►
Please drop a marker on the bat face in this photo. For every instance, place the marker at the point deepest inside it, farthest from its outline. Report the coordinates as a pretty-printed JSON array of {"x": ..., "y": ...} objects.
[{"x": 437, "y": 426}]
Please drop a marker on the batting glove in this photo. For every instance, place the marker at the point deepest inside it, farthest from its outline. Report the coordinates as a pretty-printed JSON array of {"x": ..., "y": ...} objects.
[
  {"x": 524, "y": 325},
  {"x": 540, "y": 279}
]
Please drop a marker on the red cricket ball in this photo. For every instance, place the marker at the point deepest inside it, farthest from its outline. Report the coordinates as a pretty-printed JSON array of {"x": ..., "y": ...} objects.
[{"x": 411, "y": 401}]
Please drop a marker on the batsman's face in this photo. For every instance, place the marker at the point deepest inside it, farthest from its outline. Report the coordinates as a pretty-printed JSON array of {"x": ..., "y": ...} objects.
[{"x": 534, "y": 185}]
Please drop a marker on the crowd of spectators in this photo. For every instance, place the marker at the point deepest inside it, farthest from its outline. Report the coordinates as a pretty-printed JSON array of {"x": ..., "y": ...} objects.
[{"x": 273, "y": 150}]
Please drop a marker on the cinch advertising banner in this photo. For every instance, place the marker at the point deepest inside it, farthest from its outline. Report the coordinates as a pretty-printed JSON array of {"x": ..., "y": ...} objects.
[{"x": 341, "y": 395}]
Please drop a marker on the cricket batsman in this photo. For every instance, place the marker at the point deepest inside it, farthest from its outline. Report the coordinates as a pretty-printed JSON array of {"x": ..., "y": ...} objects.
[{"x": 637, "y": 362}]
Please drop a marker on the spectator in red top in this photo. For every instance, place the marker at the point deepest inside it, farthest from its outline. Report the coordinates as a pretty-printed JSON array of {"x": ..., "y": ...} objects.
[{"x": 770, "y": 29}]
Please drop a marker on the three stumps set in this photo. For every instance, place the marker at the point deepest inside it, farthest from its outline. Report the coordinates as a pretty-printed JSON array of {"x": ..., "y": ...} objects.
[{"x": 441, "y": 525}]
◄
▸ **Short exercise**: Starting at the line that contains "Please drop a marker on the three" and ending at the end of the material, write those lines out again, requests included, with every coordinate in the answers offset by 132.

▸ **Solution to this problem**:
Please drop a marker on the three stumps set in this photo. For every instance, place the marker at the point deepest inside it, farthest from its outline. Report the coordinates as a pretty-printed JSON array of {"x": ..., "y": ...} objects.
[{"x": 573, "y": 657}]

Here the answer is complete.